## Assigned task
Answer with one figure only, the number of lines below in which "clicks" occurs.

## Dataset records
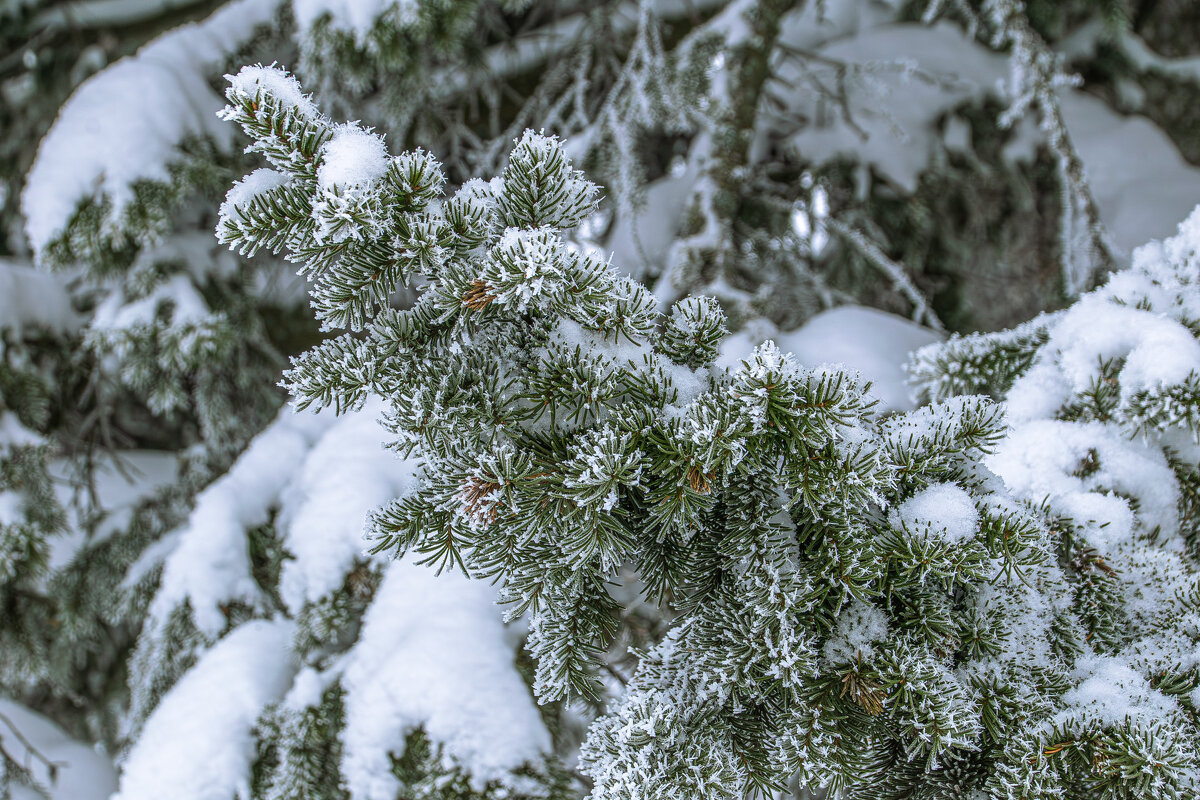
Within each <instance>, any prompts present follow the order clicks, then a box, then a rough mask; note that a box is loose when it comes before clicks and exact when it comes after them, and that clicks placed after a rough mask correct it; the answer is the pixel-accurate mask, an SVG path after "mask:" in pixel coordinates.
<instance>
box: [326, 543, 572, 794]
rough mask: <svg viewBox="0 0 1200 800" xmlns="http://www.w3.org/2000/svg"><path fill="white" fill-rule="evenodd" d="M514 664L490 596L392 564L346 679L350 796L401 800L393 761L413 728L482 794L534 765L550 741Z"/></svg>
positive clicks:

## Answer section
2